=== THE TASK ===
Output the data once more, exactly as given.

○ ○ ○

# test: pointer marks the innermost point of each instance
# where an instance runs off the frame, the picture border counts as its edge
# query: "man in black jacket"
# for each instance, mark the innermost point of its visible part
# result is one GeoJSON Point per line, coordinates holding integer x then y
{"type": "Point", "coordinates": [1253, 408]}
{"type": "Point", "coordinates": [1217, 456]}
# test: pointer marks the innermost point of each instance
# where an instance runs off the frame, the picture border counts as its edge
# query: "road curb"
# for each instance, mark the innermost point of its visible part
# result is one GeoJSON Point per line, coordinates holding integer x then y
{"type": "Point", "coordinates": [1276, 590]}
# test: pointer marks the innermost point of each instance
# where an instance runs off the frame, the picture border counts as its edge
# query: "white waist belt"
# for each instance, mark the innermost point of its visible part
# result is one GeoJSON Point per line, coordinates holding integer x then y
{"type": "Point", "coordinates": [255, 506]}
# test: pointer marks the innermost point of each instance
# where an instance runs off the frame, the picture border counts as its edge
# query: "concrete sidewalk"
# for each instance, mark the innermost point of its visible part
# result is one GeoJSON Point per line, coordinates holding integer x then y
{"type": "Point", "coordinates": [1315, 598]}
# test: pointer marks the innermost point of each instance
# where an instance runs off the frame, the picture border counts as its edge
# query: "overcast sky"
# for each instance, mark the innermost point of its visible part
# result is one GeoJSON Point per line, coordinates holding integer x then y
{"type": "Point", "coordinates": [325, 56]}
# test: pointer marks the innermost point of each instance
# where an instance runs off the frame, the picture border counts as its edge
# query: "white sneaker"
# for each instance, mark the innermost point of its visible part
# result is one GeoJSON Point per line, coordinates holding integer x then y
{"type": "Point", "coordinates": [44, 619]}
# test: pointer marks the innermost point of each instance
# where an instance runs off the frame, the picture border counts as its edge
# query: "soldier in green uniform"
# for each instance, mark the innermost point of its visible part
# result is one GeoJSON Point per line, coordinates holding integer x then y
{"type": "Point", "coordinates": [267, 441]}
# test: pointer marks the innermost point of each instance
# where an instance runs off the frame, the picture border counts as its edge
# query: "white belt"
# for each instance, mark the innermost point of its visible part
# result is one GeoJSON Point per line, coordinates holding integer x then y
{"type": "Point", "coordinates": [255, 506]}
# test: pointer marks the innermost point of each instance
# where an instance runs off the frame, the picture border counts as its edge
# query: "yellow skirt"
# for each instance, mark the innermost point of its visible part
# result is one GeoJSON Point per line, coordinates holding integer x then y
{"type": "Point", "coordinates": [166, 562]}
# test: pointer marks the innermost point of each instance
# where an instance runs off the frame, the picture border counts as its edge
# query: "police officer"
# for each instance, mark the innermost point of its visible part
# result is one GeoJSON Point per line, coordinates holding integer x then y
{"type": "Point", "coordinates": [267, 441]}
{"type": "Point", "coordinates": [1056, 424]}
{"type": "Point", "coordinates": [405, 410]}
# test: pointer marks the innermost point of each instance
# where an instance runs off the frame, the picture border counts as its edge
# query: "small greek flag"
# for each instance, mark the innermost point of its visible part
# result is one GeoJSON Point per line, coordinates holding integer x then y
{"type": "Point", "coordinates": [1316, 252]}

○ ○ ○

=== YOUR RESPONSE ===
# test: pointer marks the innermost point of each instance
# where an instance runs off the frame, the picture border counts as its edge
# query: "man in black jacket"
# for each instance, mark the innermost point of its visible part
# result is one GeoJSON Point per line, coordinates holding integer x then y
{"type": "Point", "coordinates": [1253, 408]}
{"type": "Point", "coordinates": [1217, 456]}
# test: pointer marks the innermost point of each instance
# where an instance runs off the frame, the picture border counts as its edge
# query: "road curb"
# for each instance, mark the innermost point of its visible part
# result is one GeoJSON Point per line, coordinates holding integer x then y
{"type": "Point", "coordinates": [1276, 590]}
# test: pointer marks the innermost point of each instance
# where an instance runs off the frame, the picture border counts as its edge
# query: "white waist belt"
# for each instance, mark the innermost point of its visible part
# result is one GeoJSON Point per line, coordinates holding integer x then y
{"type": "Point", "coordinates": [255, 506]}
# test: pointer marks the innermost point of each instance
# where an instance runs off the frame, the picture border counts as its edge
# query: "concrete sidewalk"
# for each instance, mark the innermost point of its visible part
# result is one GeoJSON Point per line, coordinates holding integer x then y
{"type": "Point", "coordinates": [1315, 598]}
# test: pointer marks the innermost point of each instance
# where an instance runs off the frame, the picture border counts as its edge
# query: "overcast sky"
# for each instance, mark the innermost point of its visible part
# result is one GeoJSON Point per line, coordinates holding integer x then y
{"type": "Point", "coordinates": [325, 56]}
# test: pointer marks the innermost point of each instance
# where an instance runs off the frame, the picture border counts as its edge
# query: "white sneaker"
# for each instance, mark the innermost point of its visible part
# result is one GeoJSON Point per line, coordinates holding integer x then y
{"type": "Point", "coordinates": [44, 619]}
# test: pointer marks the innermost point of each instance
# where an instance runs off the frame, the picture border counts as its edge
# query: "soldier in green uniform"
# for each instance, mark the innermost point of its visible part
# result is one GeoJSON Point per line, coordinates holding integer x then y
{"type": "Point", "coordinates": [267, 441]}
# test: pointer marks the innermost point of each instance
# where an instance runs off the frame, the picture border counts as its edge
# query: "white belt"
# for each instance, mark the innermost point of its visible part
# result is one GeoJSON Point per line, coordinates holding integer x then y
{"type": "Point", "coordinates": [255, 506]}
# test: pointer marks the innermost point of each instance
# where an instance runs off the frame, the picture border counts as its edge
# query: "yellow skirt"
# for each instance, mark the innermost point of its visible part
# result is one GeoJSON Point per line, coordinates holding integer x then y
{"type": "Point", "coordinates": [166, 562]}
# test: pointer marks the innermost point of each instance
# where an instance runs off the frame, the picture border counts as its edge
# query: "police officer"
# for each instance, mark the innermost point of its visible part
# result is one GeoJSON Point per line, coordinates holding integer x then y
{"type": "Point", "coordinates": [267, 441]}
{"type": "Point", "coordinates": [1056, 424]}
{"type": "Point", "coordinates": [405, 410]}
# test: pointer marks the innermost point of each instance
# where an instance runs off the frame, the picture border counts as its edge
# query: "small greek flag"
# for each instance, mark the innermost point of its visible part
# result is one GeoJSON Point per line, coordinates holding integer x then y
{"type": "Point", "coordinates": [1316, 252]}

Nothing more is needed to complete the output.